RECORDS FOR THE EXERCISE =>
▬▬▬▬▬▬

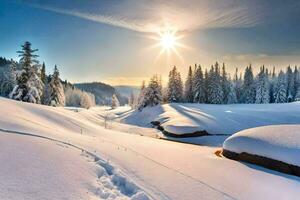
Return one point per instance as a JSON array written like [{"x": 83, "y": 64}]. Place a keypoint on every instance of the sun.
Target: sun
[{"x": 168, "y": 40}]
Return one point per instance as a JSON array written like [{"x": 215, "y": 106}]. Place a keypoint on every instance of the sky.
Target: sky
[{"x": 118, "y": 41}]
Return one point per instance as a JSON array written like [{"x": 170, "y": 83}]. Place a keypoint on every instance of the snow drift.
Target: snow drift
[
  {"x": 275, "y": 147},
  {"x": 214, "y": 119}
]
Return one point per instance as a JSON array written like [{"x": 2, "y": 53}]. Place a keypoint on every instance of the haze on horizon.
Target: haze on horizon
[{"x": 112, "y": 41}]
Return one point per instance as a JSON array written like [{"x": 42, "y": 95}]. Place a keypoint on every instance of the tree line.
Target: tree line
[
  {"x": 27, "y": 81},
  {"x": 216, "y": 86}
]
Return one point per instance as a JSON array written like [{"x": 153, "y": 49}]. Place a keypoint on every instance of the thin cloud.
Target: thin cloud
[{"x": 150, "y": 16}]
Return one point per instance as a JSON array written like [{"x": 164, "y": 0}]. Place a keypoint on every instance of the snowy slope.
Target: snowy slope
[
  {"x": 162, "y": 169},
  {"x": 281, "y": 142},
  {"x": 45, "y": 169},
  {"x": 215, "y": 119}
]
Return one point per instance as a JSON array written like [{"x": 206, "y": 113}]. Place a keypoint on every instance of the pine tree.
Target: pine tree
[
  {"x": 43, "y": 73},
  {"x": 296, "y": 81},
  {"x": 238, "y": 83},
  {"x": 188, "y": 89},
  {"x": 153, "y": 93},
  {"x": 262, "y": 87},
  {"x": 114, "y": 102},
  {"x": 225, "y": 84},
  {"x": 272, "y": 82},
  {"x": 54, "y": 92},
  {"x": 131, "y": 101},
  {"x": 141, "y": 97},
  {"x": 215, "y": 92},
  {"x": 199, "y": 86},
  {"x": 231, "y": 97},
  {"x": 290, "y": 84},
  {"x": 29, "y": 86},
  {"x": 248, "y": 94},
  {"x": 175, "y": 88},
  {"x": 280, "y": 89}
]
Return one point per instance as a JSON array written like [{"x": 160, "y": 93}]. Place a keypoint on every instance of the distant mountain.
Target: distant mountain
[
  {"x": 103, "y": 92},
  {"x": 126, "y": 90}
]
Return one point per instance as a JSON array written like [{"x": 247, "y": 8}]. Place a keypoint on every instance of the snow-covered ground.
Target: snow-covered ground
[
  {"x": 39, "y": 168},
  {"x": 215, "y": 119},
  {"x": 280, "y": 142},
  {"x": 161, "y": 169}
]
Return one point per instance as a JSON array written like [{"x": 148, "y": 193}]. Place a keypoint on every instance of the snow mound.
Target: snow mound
[
  {"x": 281, "y": 143},
  {"x": 183, "y": 118}
]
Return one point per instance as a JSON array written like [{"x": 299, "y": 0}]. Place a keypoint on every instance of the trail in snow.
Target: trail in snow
[
  {"x": 112, "y": 184},
  {"x": 124, "y": 185}
]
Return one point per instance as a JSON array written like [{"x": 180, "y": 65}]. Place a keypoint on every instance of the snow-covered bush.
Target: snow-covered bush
[{"x": 78, "y": 98}]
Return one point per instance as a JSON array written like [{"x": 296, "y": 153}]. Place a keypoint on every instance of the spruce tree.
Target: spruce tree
[
  {"x": 280, "y": 89},
  {"x": 43, "y": 73},
  {"x": 215, "y": 92},
  {"x": 153, "y": 93},
  {"x": 55, "y": 95},
  {"x": 231, "y": 97},
  {"x": 237, "y": 81},
  {"x": 225, "y": 84},
  {"x": 29, "y": 86},
  {"x": 199, "y": 86},
  {"x": 262, "y": 87},
  {"x": 290, "y": 84},
  {"x": 141, "y": 97},
  {"x": 188, "y": 89},
  {"x": 248, "y": 88},
  {"x": 175, "y": 88}
]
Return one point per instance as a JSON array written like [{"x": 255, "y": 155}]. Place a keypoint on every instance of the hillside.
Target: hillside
[
  {"x": 161, "y": 169},
  {"x": 103, "y": 92},
  {"x": 126, "y": 91}
]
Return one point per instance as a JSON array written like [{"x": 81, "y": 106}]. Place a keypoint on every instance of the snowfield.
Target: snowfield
[
  {"x": 47, "y": 169},
  {"x": 214, "y": 119},
  {"x": 281, "y": 142},
  {"x": 158, "y": 169}
]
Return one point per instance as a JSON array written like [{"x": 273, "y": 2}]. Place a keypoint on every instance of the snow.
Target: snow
[
  {"x": 279, "y": 142},
  {"x": 215, "y": 119},
  {"x": 40, "y": 168},
  {"x": 159, "y": 169}
]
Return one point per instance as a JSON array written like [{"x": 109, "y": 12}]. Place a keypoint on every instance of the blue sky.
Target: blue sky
[{"x": 110, "y": 40}]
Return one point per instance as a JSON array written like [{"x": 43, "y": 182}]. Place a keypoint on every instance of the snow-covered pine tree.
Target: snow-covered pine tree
[
  {"x": 231, "y": 97},
  {"x": 29, "y": 86},
  {"x": 8, "y": 81},
  {"x": 141, "y": 97},
  {"x": 262, "y": 87},
  {"x": 175, "y": 88},
  {"x": 188, "y": 88},
  {"x": 280, "y": 89},
  {"x": 131, "y": 101},
  {"x": 297, "y": 97},
  {"x": 54, "y": 92},
  {"x": 153, "y": 93},
  {"x": 296, "y": 80},
  {"x": 272, "y": 81},
  {"x": 215, "y": 92},
  {"x": 206, "y": 84},
  {"x": 290, "y": 84},
  {"x": 114, "y": 102},
  {"x": 225, "y": 84},
  {"x": 43, "y": 73},
  {"x": 198, "y": 86},
  {"x": 238, "y": 83},
  {"x": 248, "y": 88}
]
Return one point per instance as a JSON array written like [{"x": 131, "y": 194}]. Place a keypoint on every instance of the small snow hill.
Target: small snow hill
[
  {"x": 275, "y": 147},
  {"x": 183, "y": 118}
]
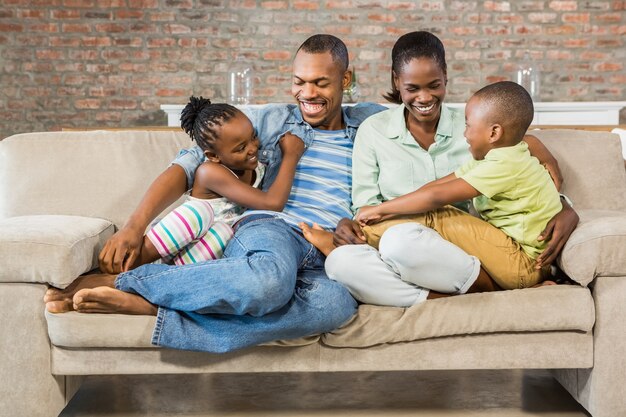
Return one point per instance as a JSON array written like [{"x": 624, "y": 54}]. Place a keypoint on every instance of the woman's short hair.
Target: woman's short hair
[{"x": 420, "y": 44}]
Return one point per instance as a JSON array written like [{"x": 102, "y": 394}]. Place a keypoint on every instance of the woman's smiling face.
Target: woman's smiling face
[{"x": 422, "y": 87}]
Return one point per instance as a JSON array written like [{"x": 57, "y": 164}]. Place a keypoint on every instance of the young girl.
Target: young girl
[{"x": 225, "y": 185}]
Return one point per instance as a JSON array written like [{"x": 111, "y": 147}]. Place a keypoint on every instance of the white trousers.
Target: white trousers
[{"x": 412, "y": 259}]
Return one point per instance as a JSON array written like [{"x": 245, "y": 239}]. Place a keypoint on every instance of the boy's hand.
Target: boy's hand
[
  {"x": 120, "y": 251},
  {"x": 291, "y": 144},
  {"x": 557, "y": 231},
  {"x": 368, "y": 214},
  {"x": 348, "y": 232}
]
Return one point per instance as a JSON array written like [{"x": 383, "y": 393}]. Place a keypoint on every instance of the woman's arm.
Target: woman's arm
[
  {"x": 561, "y": 226},
  {"x": 221, "y": 181},
  {"x": 123, "y": 248},
  {"x": 539, "y": 151},
  {"x": 557, "y": 231},
  {"x": 432, "y": 196}
]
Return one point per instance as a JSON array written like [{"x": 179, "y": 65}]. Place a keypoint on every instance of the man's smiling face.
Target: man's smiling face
[{"x": 318, "y": 84}]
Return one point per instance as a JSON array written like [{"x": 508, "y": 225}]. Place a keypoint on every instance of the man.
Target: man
[{"x": 271, "y": 282}]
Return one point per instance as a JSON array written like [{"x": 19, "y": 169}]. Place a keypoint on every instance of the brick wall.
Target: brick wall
[{"x": 113, "y": 62}]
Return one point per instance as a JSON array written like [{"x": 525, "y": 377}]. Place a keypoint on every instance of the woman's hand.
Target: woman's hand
[
  {"x": 291, "y": 144},
  {"x": 121, "y": 251},
  {"x": 557, "y": 231},
  {"x": 549, "y": 162},
  {"x": 348, "y": 232},
  {"x": 368, "y": 214}
]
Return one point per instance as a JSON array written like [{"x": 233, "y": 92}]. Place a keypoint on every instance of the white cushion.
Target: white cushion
[{"x": 52, "y": 249}]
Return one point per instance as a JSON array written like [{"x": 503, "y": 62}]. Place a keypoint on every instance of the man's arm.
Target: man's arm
[{"x": 123, "y": 248}]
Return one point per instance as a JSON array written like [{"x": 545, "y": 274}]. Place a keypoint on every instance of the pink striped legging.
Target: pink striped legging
[{"x": 189, "y": 234}]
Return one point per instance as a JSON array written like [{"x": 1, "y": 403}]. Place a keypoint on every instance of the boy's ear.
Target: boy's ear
[
  {"x": 347, "y": 79},
  {"x": 496, "y": 133},
  {"x": 212, "y": 157}
]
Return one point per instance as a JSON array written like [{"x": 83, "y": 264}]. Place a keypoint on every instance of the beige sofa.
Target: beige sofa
[{"x": 63, "y": 193}]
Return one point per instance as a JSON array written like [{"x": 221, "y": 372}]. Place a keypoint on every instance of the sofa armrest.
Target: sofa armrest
[
  {"x": 596, "y": 247},
  {"x": 52, "y": 249}
]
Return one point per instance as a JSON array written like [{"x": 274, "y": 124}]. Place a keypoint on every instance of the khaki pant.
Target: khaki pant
[{"x": 500, "y": 256}]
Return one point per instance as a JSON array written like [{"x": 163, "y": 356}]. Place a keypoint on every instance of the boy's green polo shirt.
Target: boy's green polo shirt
[
  {"x": 387, "y": 162},
  {"x": 517, "y": 194}
]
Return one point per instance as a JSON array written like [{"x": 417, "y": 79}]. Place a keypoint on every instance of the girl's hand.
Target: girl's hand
[
  {"x": 368, "y": 214},
  {"x": 291, "y": 144}
]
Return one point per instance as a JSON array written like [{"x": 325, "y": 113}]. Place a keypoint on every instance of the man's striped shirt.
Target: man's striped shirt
[{"x": 321, "y": 190}]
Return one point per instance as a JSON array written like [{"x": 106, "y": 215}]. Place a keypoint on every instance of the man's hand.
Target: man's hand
[
  {"x": 557, "y": 231},
  {"x": 121, "y": 251},
  {"x": 369, "y": 214},
  {"x": 348, "y": 232}
]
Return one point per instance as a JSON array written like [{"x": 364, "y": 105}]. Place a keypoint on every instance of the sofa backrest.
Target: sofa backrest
[
  {"x": 105, "y": 173},
  {"x": 593, "y": 169},
  {"x": 88, "y": 173}
]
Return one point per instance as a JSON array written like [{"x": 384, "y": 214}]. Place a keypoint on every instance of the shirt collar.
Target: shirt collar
[{"x": 296, "y": 117}]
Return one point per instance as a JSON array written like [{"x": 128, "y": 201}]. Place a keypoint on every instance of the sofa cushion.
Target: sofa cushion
[
  {"x": 596, "y": 247},
  {"x": 555, "y": 308},
  {"x": 548, "y": 308},
  {"x": 51, "y": 249},
  {"x": 78, "y": 330},
  {"x": 592, "y": 167}
]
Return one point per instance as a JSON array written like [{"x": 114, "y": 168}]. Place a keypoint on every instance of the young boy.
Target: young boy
[{"x": 511, "y": 191}]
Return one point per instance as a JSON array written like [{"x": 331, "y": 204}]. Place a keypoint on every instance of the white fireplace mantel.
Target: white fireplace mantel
[{"x": 548, "y": 113}]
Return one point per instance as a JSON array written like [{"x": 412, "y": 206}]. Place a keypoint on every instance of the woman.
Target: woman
[{"x": 398, "y": 151}]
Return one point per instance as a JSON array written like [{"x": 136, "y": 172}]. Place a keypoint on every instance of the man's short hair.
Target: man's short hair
[
  {"x": 510, "y": 105},
  {"x": 322, "y": 43}
]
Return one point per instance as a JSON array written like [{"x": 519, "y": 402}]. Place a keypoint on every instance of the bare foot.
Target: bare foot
[
  {"x": 544, "y": 283},
  {"x": 320, "y": 238},
  {"x": 111, "y": 300},
  {"x": 60, "y": 301}
]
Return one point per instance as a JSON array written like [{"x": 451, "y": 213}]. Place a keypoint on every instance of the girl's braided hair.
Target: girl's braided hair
[{"x": 200, "y": 119}]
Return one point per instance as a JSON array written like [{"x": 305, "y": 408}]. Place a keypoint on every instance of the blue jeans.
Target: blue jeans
[{"x": 269, "y": 285}]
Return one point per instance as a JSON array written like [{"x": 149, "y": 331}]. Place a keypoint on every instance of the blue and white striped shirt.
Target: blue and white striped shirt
[{"x": 322, "y": 183}]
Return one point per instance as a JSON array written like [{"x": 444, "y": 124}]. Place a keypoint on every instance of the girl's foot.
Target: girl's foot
[
  {"x": 111, "y": 300},
  {"x": 60, "y": 301},
  {"x": 320, "y": 238}
]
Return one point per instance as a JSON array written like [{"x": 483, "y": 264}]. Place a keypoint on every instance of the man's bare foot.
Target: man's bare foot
[
  {"x": 111, "y": 300},
  {"x": 60, "y": 301},
  {"x": 320, "y": 238}
]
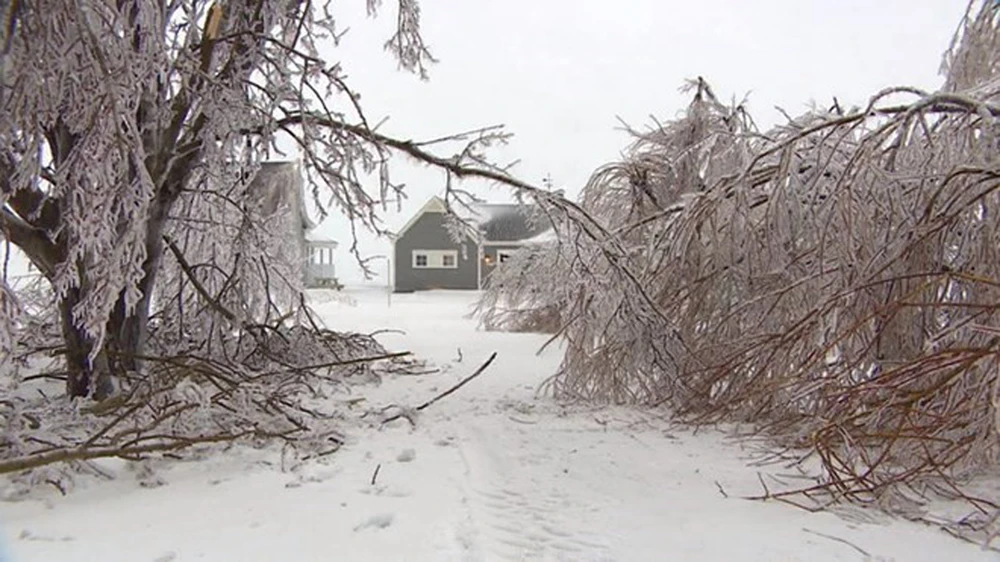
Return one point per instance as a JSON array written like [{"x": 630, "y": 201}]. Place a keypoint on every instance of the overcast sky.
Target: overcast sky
[{"x": 558, "y": 73}]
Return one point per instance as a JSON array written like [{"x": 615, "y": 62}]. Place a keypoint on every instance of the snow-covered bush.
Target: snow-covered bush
[{"x": 834, "y": 281}]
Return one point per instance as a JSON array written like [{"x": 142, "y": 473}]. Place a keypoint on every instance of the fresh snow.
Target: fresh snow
[{"x": 491, "y": 472}]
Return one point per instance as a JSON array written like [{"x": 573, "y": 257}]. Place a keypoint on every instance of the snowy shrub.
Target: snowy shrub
[{"x": 834, "y": 281}]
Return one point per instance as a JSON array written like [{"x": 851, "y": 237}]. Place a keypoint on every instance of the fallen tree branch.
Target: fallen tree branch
[
  {"x": 90, "y": 453},
  {"x": 444, "y": 394}
]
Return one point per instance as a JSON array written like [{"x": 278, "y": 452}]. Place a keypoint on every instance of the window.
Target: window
[{"x": 435, "y": 259}]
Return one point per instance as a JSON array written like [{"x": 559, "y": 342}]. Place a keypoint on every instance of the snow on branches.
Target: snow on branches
[{"x": 834, "y": 281}]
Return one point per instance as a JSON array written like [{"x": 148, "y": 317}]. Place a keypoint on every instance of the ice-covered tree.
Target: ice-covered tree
[
  {"x": 130, "y": 132},
  {"x": 832, "y": 281}
]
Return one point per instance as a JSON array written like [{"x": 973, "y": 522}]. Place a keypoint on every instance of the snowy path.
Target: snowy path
[{"x": 489, "y": 473}]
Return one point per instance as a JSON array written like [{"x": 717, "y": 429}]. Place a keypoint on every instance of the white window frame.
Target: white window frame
[{"x": 435, "y": 259}]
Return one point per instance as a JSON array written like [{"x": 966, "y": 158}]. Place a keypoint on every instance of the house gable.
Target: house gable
[{"x": 425, "y": 255}]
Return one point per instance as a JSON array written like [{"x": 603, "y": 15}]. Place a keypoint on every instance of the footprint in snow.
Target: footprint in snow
[{"x": 380, "y": 521}]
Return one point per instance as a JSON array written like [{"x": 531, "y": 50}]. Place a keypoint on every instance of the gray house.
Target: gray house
[
  {"x": 279, "y": 191},
  {"x": 426, "y": 255}
]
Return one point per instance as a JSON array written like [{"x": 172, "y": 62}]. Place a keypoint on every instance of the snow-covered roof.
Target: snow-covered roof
[{"x": 510, "y": 222}]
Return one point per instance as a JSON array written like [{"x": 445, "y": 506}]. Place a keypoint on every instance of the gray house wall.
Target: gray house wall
[
  {"x": 490, "y": 251},
  {"x": 429, "y": 233}
]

▬▬▬▬▬▬

STATED PROBLEM => Repeat exactly, and only, the lines of the records above, starting with the line that contains "fallen tree branch." and ending with the final line, both included.

WORKED SOLUTION =>
Return one point per instance as a JSON array written like [{"x": 851, "y": 237}]. Place a keypoint on every instance of the fallen tree branch.
Target: fallen tree branch
[
  {"x": 90, "y": 453},
  {"x": 444, "y": 394}
]
Return one point per instance as a JSON array written like [{"x": 278, "y": 452}]. Place a keypoint on every instance of the window.
Target: window
[{"x": 435, "y": 259}]
Return one point per instance as a JSON array written like [{"x": 559, "y": 342}]. Place a keypoint on every instance of the snow on branches.
Target: snow on branches
[{"x": 834, "y": 281}]
Return one point per instance as a JSON array written like [{"x": 148, "y": 317}]. Place a keypoint on every instance of the ice-covered tree.
Target: ice-covered tree
[
  {"x": 130, "y": 132},
  {"x": 832, "y": 281}
]
Return one point per instance as a JSON array written like [{"x": 973, "y": 522}]. Place a keypoint on every instance of the snowy path.
Target: snowy path
[{"x": 489, "y": 473}]
Return one point per instance as a JSON array written like [{"x": 717, "y": 429}]. Place a keypoint on every instance of the white window frame.
Target: white window frame
[{"x": 435, "y": 259}]
Return one point per instance as a JSON array written like [{"x": 966, "y": 158}]. Place a keypoint on every instance of the house gable.
Target: house gable
[{"x": 425, "y": 255}]
Return one point per instance as a JSON array written like [{"x": 603, "y": 15}]. Place a keypoint on every instance of the footprint in snow.
Target: footprint in snow
[{"x": 380, "y": 521}]
Return one point per instance as a JSON array written like [{"x": 531, "y": 50}]. Place a keypoint on every instance of the gray house.
Target: gray house
[
  {"x": 279, "y": 191},
  {"x": 426, "y": 255}
]
Return one point per instance as a JSON array written like [{"x": 172, "y": 62}]. Place a keypoint on every instance of the snow-covered roof.
Target: snow-covered roof
[{"x": 510, "y": 222}]
Return one point per instance as a JSON array written like [{"x": 445, "y": 506}]. Place a keypoint on every instance of the gray house wall.
Target: gray house wall
[
  {"x": 490, "y": 251},
  {"x": 429, "y": 233}
]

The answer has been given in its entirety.